* Begin Data shown *
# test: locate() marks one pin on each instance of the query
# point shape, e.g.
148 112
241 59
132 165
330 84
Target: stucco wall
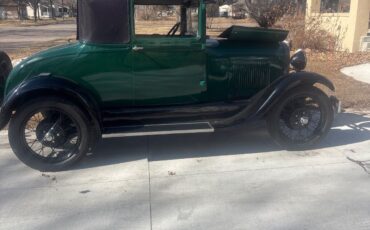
352 25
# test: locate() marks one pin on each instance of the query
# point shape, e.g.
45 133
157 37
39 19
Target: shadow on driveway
348 129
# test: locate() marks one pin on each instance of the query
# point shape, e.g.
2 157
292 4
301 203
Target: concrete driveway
231 180
15 37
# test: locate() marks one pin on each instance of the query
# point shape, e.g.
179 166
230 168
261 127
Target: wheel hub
300 118
50 134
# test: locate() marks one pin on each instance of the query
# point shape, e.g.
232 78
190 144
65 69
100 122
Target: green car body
113 83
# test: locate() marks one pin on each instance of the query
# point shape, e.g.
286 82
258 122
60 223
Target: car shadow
348 128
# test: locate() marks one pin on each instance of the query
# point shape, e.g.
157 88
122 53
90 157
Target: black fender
263 101
45 85
5 68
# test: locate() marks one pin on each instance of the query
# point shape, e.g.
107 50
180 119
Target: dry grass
352 93
40 22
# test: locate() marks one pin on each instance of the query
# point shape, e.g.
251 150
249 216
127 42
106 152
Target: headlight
299 60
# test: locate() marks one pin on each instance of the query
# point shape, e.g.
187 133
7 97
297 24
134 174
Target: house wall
* End Data shown *
> [Problem statement]:
Reproduce every record above exactly, omitting the pictures.

> [Worked solution]:
# test: locate() marks one pin on each instance of the query
# point shape, e.g.
148 112
241 59
132 165
330 84
Target: stucco wall
352 25
# test: locate() marks one pin on each instance of the query
# point shape, e.g.
45 133
157 37
39 19
Target: shadow on driveway
348 129
# test: locate() marks one pin on each instance of the query
# point shape, e.g.
2 157
292 4
301 203
Target: concrete driveway
231 180
15 37
# test: locate() marks one pin on each instance of the query
# point shape, e.g.
179 166
230 168
261 127
Target: wheel hub
300 118
50 134
# test: locate() marks one pin on each instance of the query
# point shape, e.g.
232 78
190 144
65 69
100 122
Target: green car body
113 83
# test: locate() marks one pin on each instance of the query
# point shape, e.g.
286 82
258 122
60 223
Target: car shadow
348 128
# test: locate() marks one pin on each instance of the query
# point shape, e.g.
157 88
122 53
90 157
Target: black fender
263 101
45 85
5 68
# test: locate() marks one pin on each instance of the query
# point shape, e.g.
107 50
180 119
Target: dry grass
352 93
40 22
# test: locate() marks one pin on each instance of the query
# point shape, e.g.
251 150
249 216
127 42
106 152
Target: headlight
299 60
# test: locate() marks one pin on each instance of the query
# point shape, e.g.
187 133
7 97
297 24
134 174
Target: house wall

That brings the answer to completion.